■ **EXCERPT**
···
Restrictions on Transfer.  Option Holder may at any time sell, assign or transfer this Option by complying with the transfer procedures set forth in this Section 6.1; provided, that no sale, assignment or transfer of this Option shall be permitted unless (a) the subsequent purchaser, assignee or transferee (the “Transferee”) is a person who qualifies as both an Accredited Investor and an Eligible Contract Participant and (b) the transaction complies with applicable federal and state securities laws.  Issuer hereby acknowledges and agrees that any sale, assignment or transfer of this Option will give rise to a direct obligation of Issuer to the Transferee.


6.2

Legend on Options.  Each Option shall bear a legend in substantially the following form:


THIS OPTION HAS NOT BEEN REGISTERED UNDER THE SECURITIES ACT OF 1933, AS AMENDED, OR ANY STATE SECURITIES LAWS, AND MAY NOT BE SOLD, ASSIGNED OR OTHERWISE TRANSFERRED IN THE ABSENCE OF SUCH REGISTRATION UNLESS AN EXEMPTION FROM SUCH REGISTRATION IS AVAILABLE.


6.3

Tax Certificates.  The Option Holder shall provide the Issuer upon acquisition of this Option two accurate and complete original duly executed copies of the applicable IRS Form W-8 or IRS Form W-9 and associated documentation required under applicable law to establish in accordance with United States Treasury Regulations the Issuer’s withholding obligations, if any.  In addition, the Option Holder shall, at Issuer’s timely written request (with a copy to Agent), update such forms and documentation as necessary under applicable law.
···
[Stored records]
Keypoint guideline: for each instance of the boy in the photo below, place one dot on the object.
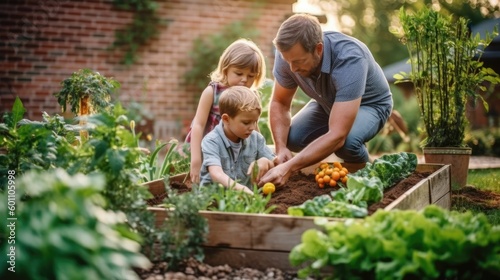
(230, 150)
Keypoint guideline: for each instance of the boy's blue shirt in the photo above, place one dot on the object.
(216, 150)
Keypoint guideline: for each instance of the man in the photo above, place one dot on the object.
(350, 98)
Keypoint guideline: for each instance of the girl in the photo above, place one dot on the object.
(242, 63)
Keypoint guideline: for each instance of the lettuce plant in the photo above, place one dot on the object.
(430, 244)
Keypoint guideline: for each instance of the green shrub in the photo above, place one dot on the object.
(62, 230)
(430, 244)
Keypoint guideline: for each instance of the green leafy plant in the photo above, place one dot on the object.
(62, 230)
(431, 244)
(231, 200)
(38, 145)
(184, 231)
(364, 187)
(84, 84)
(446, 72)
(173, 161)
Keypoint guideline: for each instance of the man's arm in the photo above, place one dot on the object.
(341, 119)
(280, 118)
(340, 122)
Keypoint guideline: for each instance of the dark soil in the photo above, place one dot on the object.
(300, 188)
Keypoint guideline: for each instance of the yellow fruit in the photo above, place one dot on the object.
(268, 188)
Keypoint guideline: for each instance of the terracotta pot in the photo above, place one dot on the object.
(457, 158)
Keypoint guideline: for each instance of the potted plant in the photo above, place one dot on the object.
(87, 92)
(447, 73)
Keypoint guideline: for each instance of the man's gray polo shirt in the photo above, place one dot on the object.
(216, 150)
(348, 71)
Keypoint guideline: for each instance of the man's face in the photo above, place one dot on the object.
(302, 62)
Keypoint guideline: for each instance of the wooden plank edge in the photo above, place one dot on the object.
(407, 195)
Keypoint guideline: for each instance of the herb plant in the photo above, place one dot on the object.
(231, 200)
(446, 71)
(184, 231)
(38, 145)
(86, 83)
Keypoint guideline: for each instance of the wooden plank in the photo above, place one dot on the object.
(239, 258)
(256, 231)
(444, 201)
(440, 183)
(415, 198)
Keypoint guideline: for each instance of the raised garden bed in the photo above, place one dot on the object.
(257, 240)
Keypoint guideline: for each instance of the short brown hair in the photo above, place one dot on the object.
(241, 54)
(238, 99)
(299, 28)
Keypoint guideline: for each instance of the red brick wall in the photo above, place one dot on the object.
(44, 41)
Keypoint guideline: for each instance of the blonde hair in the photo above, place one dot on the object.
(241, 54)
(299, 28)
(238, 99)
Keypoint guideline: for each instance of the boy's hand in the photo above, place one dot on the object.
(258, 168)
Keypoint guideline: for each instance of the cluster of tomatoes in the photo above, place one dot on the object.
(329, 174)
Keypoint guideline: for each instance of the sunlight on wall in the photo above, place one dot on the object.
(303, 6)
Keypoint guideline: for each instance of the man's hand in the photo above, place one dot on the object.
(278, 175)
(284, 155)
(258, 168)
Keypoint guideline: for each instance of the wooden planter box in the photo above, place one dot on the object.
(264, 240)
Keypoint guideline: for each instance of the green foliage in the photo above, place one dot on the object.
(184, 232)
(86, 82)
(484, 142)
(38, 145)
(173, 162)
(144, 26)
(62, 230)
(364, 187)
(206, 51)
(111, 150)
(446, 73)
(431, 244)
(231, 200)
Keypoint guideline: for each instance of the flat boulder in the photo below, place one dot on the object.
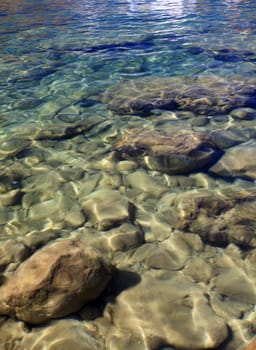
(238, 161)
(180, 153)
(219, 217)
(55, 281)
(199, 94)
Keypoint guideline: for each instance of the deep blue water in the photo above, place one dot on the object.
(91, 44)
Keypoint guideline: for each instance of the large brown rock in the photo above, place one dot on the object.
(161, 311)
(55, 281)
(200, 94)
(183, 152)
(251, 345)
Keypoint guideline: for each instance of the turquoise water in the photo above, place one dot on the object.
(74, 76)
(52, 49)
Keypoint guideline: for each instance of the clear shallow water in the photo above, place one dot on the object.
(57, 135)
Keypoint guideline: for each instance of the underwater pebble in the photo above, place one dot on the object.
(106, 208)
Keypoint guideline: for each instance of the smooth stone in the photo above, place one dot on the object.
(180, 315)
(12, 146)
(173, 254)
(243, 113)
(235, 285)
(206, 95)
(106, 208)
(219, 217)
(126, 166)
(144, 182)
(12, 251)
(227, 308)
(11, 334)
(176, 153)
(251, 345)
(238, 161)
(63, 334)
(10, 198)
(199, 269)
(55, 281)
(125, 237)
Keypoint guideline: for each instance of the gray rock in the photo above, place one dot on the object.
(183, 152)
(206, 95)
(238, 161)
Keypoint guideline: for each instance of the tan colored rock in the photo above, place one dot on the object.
···
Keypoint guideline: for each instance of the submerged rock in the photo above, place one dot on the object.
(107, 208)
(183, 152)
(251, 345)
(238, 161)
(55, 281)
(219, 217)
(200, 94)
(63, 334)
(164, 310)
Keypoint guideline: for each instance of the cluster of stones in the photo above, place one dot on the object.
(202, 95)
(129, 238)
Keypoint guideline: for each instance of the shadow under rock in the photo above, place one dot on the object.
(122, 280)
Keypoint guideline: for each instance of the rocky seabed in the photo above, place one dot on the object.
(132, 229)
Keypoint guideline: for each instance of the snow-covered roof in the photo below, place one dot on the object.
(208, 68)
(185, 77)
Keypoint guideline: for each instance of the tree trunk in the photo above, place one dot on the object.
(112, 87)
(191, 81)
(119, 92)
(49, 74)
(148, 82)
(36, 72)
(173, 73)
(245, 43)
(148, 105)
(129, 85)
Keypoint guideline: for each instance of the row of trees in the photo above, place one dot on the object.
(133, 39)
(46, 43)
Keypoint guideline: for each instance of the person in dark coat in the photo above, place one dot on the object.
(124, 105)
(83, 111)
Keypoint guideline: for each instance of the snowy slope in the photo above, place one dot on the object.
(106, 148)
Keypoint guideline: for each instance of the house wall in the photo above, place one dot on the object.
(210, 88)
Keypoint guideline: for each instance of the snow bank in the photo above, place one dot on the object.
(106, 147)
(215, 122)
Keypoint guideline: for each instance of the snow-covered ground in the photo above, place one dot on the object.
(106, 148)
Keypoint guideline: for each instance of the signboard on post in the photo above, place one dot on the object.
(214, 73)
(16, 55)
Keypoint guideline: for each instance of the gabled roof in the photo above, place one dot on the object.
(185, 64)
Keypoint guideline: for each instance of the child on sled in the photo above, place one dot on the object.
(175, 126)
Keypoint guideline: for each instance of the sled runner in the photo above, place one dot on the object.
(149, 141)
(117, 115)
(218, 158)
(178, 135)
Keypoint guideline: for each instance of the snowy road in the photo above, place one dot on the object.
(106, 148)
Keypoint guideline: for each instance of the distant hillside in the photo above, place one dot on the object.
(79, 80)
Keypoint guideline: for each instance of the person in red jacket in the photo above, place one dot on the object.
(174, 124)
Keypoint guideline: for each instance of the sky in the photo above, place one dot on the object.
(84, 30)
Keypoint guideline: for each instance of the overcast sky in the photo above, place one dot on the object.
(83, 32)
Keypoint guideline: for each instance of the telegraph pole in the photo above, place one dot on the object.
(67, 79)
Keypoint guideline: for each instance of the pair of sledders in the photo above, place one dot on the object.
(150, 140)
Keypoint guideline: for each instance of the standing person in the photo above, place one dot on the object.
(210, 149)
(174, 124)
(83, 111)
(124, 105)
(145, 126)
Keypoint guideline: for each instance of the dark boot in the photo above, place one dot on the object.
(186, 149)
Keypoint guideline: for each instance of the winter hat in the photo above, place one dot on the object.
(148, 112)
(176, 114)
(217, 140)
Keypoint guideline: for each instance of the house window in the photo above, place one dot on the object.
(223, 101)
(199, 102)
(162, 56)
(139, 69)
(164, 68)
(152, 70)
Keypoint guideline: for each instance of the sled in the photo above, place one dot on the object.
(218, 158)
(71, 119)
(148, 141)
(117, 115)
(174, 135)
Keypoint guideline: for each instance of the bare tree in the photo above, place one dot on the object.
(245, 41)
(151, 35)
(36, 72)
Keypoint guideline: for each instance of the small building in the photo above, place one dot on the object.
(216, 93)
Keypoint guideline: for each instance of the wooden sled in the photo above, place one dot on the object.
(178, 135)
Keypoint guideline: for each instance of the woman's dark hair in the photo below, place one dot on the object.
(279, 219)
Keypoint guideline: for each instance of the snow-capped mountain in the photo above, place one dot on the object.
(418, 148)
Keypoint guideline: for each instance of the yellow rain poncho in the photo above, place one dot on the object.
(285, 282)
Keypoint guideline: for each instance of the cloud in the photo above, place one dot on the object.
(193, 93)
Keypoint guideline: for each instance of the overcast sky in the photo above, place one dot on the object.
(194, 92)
···
■ **PROBLEM DESCRIPTION**
According to the excerpt, what two qualifications must a Transferee hold before this Option may be sold, assigned or transferred to that person?

■ **COMPLETE OUTPUT**
The Transferee must qualify as both an Accredited Investor and an Eligible Contract Participant.